— Short task —
Print the lines of the dataset entries below exactly as they appear, starting at the line that contains "Existence check for any tree-covered" and ending at the line that contains "403 69 1020 205". Give only those lines.

>> Start Record list

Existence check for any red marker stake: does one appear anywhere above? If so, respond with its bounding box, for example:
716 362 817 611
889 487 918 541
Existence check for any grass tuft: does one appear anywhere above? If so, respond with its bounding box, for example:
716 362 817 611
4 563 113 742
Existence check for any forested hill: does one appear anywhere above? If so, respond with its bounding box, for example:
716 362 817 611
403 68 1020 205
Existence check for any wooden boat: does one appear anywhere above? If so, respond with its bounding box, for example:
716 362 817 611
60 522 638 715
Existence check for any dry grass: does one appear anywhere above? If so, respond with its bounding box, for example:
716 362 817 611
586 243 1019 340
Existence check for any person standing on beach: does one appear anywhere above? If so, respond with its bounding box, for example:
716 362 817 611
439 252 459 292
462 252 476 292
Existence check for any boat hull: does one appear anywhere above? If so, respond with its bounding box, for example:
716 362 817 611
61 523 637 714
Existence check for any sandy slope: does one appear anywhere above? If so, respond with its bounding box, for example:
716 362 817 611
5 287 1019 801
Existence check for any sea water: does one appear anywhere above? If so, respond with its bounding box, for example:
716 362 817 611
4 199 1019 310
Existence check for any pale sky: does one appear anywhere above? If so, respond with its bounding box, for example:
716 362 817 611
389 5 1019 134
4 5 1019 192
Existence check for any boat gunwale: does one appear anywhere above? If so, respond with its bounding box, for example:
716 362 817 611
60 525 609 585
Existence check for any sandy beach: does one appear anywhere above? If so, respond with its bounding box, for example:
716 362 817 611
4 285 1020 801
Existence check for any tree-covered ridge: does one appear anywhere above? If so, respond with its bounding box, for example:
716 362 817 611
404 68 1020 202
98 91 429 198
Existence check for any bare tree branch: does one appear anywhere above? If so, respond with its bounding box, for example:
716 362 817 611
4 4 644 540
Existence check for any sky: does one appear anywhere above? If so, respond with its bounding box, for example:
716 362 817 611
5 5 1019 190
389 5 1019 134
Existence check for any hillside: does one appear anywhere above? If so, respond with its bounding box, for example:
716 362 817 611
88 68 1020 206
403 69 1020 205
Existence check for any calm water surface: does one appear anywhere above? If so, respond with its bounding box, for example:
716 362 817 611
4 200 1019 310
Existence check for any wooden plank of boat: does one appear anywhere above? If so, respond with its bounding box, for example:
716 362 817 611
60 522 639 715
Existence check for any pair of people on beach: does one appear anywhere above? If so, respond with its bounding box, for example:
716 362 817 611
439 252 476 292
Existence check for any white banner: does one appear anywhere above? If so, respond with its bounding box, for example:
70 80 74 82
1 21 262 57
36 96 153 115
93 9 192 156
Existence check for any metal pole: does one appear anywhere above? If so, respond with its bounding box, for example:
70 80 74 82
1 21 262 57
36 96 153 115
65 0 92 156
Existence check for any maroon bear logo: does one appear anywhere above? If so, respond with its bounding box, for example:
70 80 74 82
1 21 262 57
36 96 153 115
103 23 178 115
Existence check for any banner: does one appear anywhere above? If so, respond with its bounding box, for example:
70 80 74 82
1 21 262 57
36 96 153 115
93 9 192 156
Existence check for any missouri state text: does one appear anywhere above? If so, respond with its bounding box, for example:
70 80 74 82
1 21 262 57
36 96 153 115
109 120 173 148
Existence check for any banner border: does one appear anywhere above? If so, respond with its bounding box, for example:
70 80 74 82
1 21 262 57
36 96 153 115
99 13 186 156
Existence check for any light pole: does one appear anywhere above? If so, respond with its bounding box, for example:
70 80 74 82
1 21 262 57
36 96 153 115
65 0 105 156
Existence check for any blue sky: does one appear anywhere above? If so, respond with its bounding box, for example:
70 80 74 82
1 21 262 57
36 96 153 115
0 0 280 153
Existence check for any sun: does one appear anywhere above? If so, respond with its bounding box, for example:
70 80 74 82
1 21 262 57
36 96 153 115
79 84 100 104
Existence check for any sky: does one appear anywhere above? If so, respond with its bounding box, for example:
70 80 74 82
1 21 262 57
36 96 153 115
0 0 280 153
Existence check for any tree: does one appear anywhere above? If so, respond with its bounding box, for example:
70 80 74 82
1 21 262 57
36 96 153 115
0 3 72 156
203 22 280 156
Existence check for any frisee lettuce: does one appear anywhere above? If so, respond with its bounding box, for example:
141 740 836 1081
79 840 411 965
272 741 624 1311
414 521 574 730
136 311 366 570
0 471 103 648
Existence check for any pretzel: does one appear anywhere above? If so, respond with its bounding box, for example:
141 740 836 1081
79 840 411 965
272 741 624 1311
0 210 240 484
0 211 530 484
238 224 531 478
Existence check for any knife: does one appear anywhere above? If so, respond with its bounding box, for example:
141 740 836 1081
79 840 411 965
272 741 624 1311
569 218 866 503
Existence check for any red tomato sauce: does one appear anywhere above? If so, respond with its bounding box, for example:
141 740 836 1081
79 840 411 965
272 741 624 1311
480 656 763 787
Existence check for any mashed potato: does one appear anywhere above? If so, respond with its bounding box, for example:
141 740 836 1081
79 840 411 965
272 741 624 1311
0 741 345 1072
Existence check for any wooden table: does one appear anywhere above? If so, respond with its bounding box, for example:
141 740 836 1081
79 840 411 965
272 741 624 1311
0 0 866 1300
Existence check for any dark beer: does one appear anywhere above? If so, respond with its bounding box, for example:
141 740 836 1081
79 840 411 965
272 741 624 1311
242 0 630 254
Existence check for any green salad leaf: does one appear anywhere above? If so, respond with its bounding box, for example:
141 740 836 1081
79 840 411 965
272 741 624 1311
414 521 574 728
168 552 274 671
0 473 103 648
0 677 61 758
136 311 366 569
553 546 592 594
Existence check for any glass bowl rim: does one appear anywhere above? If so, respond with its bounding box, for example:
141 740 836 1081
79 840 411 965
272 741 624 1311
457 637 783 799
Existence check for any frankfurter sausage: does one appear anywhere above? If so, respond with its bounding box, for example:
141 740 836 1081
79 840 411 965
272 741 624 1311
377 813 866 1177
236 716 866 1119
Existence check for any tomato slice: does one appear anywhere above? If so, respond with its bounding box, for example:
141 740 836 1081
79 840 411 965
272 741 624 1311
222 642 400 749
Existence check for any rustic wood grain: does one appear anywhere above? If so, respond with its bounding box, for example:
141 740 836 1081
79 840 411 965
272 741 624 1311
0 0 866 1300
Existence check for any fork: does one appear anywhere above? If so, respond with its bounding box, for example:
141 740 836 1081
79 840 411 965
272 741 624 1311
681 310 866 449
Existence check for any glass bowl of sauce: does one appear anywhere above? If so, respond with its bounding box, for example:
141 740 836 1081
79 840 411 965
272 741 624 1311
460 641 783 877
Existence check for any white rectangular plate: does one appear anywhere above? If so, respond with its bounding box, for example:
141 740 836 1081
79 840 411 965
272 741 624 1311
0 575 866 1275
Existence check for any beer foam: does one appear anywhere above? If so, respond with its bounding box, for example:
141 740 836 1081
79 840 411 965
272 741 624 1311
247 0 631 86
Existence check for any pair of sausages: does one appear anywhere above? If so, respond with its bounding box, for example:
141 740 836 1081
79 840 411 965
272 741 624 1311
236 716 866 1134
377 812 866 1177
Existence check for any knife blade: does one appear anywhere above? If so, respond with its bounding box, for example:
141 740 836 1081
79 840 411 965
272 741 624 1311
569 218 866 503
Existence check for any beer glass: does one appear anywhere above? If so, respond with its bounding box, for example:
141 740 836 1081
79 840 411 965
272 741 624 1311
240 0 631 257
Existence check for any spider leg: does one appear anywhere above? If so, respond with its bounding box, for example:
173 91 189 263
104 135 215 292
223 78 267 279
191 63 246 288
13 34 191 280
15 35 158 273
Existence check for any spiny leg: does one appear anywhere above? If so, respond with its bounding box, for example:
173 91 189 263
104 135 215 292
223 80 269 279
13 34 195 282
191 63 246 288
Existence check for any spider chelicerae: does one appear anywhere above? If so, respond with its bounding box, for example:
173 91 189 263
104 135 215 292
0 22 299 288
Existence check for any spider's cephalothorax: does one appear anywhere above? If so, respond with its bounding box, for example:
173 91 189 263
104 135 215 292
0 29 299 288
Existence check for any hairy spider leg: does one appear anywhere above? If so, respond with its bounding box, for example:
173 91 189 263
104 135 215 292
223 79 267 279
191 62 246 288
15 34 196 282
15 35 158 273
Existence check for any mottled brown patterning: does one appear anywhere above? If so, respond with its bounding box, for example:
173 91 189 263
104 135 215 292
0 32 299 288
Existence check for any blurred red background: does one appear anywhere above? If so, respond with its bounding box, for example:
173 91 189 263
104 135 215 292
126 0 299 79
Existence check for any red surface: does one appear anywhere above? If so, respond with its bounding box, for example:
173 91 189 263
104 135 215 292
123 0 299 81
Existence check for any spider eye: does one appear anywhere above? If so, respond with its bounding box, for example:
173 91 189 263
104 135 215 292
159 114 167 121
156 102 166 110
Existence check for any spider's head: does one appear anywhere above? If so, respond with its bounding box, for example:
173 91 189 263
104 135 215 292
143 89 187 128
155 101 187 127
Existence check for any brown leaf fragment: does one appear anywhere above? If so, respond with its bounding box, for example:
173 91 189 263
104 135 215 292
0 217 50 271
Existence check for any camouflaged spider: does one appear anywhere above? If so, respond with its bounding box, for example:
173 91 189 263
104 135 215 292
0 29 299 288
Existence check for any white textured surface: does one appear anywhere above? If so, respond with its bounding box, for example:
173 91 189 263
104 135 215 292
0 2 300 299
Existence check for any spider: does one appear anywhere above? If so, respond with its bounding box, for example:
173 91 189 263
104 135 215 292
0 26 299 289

>> End Record list

— Solution —
Existence check for any tree-covered ridge: does one appear anywhere above? If so, respond with its bounding box, for example:
716 362 817 611
404 68 1020 202
98 91 429 198
Existence check for any bare tree branch: does one appear anywhere above? If so, respond with its bounding box, for example:
716 362 817 611
4 4 644 540
Existence check for any sky: does one appear anywhere above? If so, respond with its bounding box, for example:
716 362 817 611
5 5 1019 190
389 5 1019 134
Existence check for any hillside: does one appear anywhere above? If so, respond with its bounding box, for example:
716 362 817 611
88 68 1020 206
403 69 1020 205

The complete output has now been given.